▸ **Brano di lettura**
Light of my life – Intimismo e grazia universale
Ben 9 anni dopo Joaquin Phoenix – Io sono qui!, Casey Affleck sembra essere ancora alla ricerca di un luogo che possa essere definito casa. Nel mockumentary in cui Phoenix abbandonava la recitazione per intraprendere la strada dell’hip-hop e ritrovare sé stesso, il regista portava in scena il racconto diretto di una trasformazione lacerante e la sua dispersione di energia. Che fosse una truffa mediatica o una dolorosa verità, poco importa, perché, in quel (falso) documentario, Phoenix e Affleck sono riusciti a dare il meglio di sé collocandosi nelle zone d’ombra, mimetizzandosi, trasformandosi in oscurità, per attraversare le traiettorie della vita e osare un ultimo tuffo nel fiume della propria giovinezza. Per rinascere come una foglia.

▸ **Righe fornite**
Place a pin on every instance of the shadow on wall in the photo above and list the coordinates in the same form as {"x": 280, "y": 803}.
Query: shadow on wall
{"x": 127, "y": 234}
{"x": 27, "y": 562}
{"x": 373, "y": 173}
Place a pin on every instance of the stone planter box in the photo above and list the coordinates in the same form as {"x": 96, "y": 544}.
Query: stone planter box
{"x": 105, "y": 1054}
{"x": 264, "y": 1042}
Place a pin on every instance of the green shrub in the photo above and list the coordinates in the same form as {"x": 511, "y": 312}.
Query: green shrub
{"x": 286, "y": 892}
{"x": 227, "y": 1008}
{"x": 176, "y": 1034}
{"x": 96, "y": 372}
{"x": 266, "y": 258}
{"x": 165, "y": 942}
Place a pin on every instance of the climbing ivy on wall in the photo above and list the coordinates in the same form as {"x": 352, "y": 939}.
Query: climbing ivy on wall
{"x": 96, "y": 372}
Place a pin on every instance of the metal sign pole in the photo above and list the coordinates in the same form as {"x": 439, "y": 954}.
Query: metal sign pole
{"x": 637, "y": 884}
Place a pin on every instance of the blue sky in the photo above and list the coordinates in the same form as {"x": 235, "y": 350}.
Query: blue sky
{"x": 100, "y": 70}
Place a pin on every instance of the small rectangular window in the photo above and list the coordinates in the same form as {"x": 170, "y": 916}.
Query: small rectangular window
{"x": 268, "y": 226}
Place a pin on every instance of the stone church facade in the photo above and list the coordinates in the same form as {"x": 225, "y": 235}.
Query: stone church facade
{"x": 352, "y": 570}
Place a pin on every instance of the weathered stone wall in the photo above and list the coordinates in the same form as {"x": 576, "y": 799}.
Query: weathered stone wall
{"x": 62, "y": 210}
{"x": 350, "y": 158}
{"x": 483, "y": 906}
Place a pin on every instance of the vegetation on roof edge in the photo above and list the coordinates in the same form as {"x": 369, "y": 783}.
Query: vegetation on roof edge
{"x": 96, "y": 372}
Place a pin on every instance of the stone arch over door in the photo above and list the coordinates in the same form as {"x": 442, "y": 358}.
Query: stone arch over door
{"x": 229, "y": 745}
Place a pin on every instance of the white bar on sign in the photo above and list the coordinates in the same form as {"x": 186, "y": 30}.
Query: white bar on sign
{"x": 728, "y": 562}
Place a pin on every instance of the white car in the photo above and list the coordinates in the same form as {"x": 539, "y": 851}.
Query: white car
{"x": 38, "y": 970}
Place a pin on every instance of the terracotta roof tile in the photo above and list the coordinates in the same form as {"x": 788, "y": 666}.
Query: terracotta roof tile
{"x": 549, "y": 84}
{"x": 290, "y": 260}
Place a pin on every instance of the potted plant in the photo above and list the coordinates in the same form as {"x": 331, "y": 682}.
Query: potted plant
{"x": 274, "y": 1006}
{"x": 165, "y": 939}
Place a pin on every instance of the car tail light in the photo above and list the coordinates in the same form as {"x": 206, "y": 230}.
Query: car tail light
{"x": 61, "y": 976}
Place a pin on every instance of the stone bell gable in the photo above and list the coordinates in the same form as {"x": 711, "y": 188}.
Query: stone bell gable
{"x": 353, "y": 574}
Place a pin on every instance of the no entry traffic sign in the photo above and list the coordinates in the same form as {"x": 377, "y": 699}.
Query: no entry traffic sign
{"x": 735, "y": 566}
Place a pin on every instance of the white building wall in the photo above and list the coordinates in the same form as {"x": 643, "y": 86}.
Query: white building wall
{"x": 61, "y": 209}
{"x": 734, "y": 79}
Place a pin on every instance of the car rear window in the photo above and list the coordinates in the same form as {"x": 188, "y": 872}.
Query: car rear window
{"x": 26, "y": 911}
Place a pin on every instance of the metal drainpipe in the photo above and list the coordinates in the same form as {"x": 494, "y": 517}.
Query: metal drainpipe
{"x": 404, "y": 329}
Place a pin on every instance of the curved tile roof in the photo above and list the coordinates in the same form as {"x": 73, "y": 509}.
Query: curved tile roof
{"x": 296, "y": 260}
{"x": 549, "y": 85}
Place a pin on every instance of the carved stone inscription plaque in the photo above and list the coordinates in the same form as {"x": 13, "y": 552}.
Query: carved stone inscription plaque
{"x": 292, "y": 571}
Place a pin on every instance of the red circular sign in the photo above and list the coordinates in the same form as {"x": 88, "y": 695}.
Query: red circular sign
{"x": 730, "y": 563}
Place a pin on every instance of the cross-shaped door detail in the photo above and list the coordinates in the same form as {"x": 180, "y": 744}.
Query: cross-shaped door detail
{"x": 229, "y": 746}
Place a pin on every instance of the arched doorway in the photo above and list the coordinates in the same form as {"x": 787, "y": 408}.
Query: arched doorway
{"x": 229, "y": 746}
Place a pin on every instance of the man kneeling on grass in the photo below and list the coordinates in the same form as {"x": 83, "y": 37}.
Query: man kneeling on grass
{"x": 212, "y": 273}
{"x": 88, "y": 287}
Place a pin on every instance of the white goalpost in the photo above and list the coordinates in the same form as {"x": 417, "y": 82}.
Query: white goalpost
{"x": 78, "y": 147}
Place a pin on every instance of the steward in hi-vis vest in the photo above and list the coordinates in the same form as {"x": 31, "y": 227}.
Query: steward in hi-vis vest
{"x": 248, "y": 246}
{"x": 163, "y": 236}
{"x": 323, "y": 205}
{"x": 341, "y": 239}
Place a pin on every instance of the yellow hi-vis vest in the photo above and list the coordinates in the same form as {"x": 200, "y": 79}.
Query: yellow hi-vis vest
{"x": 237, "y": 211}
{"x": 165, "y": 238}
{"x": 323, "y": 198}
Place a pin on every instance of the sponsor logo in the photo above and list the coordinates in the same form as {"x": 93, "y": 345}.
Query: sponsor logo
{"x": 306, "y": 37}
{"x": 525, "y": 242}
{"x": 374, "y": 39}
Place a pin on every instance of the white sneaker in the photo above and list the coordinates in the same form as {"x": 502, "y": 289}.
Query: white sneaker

▸ **Attività da svolgere**
1 – Secondo il brano, quale strada intraprende Phoenix nel mockumentary dopo aver abbandonato la recitazione?
2 – Trascriva fedelmente il passo del brano che va da "Light of my" fino a "come una foglia." incluso.

▸ **Soluzioni delle attività**
1 – Quella dell'hip-hop.

2 –
Light of my life – Intimismo e grazia universale
Ben 9 anni dopo Joaquin Phoenix – Io sono qui!, Casey Affleck sembra essere ancora alla ricerca di un luogo che possa essere definito casa. Nel mockumentary in cui Phoenix abbandonava la recitazione per intraprendere la strada dell’hip-hop e ritrovare sé stesso, il regista portava in scena il racconto diretto di una trasformazione lacerante e la sua dispersione di energia. Che fosse una truffa mediatica o una dolorosa verità, poco importa, perché, in quel (falso) documentario, Phoenix e Affleck sono riusciti a dare il meglio di sé collocandosi nelle zone d’ombra, mimetizzandosi, trasformandosi in oscurità, per attraversare le traiettorie della vita e osare un ultimo tuffo nel fiume della propria giovinezza. Per rinascere come una foglia.